*** SOURCE PASSAGE Section Begins ***

Fuses ratings

[Bob Bruninga]

Very good concept.  DC distribution bus with load control devices to spread
the power.  I like it....

But one thing that is driving this is the legacy of 12v DC devices
throughout these RV and boat systems, so they still have to back convert to
12v DC at each and every load.

A clean-slate approach would not do it that way.  They might do it at 120
VAC and still save even more in the copper because even the main bus can be
1/10th the size.  Then all of the load devices can be conventional 120 VAC
and can operate equally on shore power or battery power.  With inverters now
being 95% efficient, it makes no sense to distribute any power at low
voltage DC.  And with CFL lighting that is a big part of the load. Etc.    

Shucks, since 330 VDC even saves another factor of 10 in copper, that woiuld
be best except for the main reason of broken connections initiating plazma
arcs...

Bob, WB4APR

-----Original Message-----
From: tacos-bounces+bruninga=nadn.navy.mil at amrad.org
[mailto:tacos-bounces+bruninga=nadn.navy.mil at amrad.org] On Behalf Of Mike
O'Dell
Sent: Wednesday, July 25, 2012 1:51 PM
To: Karl W4KRL
Cc: 'Tacos'
Subject: Re: Fuses ratings


fast and precise response is an advantage of the
"electronic fuses" now being used in "multiplexed
power systems".  the name is misleading because
it is the *control system* which is multiplexed.
the systems are based on the idea of a large DC
bus running the length of a boat or RV with taps
feeding electronic switching hubs. the drops for
switched loads come off those hubs instead of
doing the home-run back to a central distribution panel.
the system is controlled by a bus system - usually
some flavor of RS-485 - which has control panels
placed wherever they are wanted.

the power switching hubs can be programmed so that
each channel (varies from 2-16 in a hub) listens to
one or several switches (for N-way control), and
the overcurrent level and response curve for each
channel is likewise programmable up to some maximum
for the channel (usually enforced with a fuse, breaker,
or polyfuse).

some of the hubs have manual over-rides on circuits
so they can be switched even if there is a total
failure of the control system.

*** SOURCE PASSAGE Section Ends ***

**WORK TASK A**
In the fuses ratings thread, copy word for word the stretch from "Very good concept." through "the load. Etc.".
**WORK TASK B**
According to the fuses ratings thread, how many channels can one power switching hub have?

*** DATASET SECTION Section Begins ***

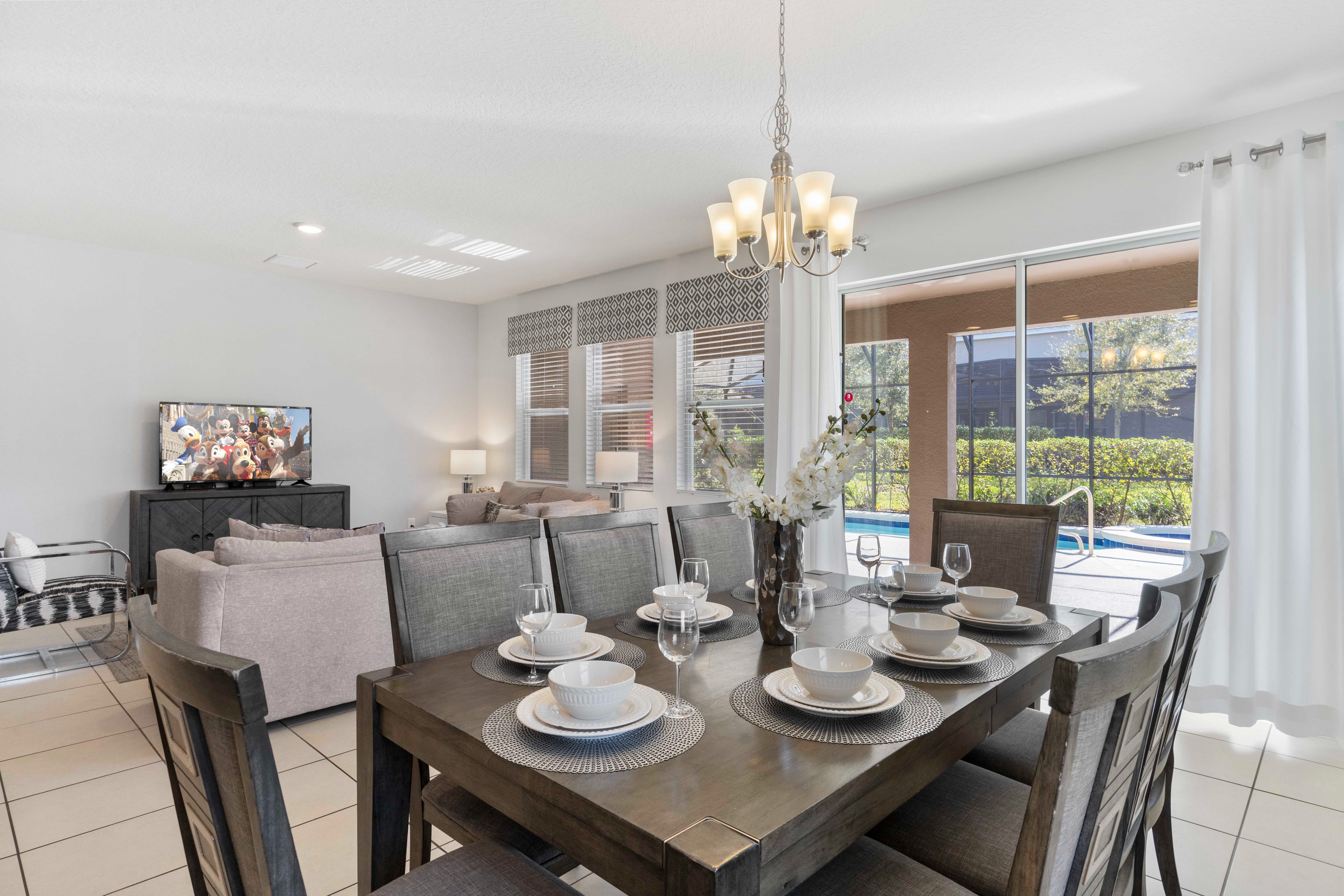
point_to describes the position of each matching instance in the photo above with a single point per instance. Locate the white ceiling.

*** DATASET SECTION Section Ends ***

**WORKED SOLUTION A**
Very good concept.  DC distribution bus with load control devices to spread
the power.  I like it....

But one thing that is driving this is the legacy of 12v DC devices
throughout these RV and boat systems, so they still have to back convert to
12v DC at each and every load.

A clean-slate approach would not do it that way.  They might do it at 120
VAC and still save even more in the copper because even the main bus can be
1/10th the size.  Then all of the load devices can be conventional 120 VAC
and can operate equally on shore power or battery power.  With inverters now
being 95% efficient, it makes no sense to distribute any power at low
voltage DC.  And with CFL lighting that is a big part of the load. Etc.

**WORKED SOLUTION B**
From 2 to 16 channels.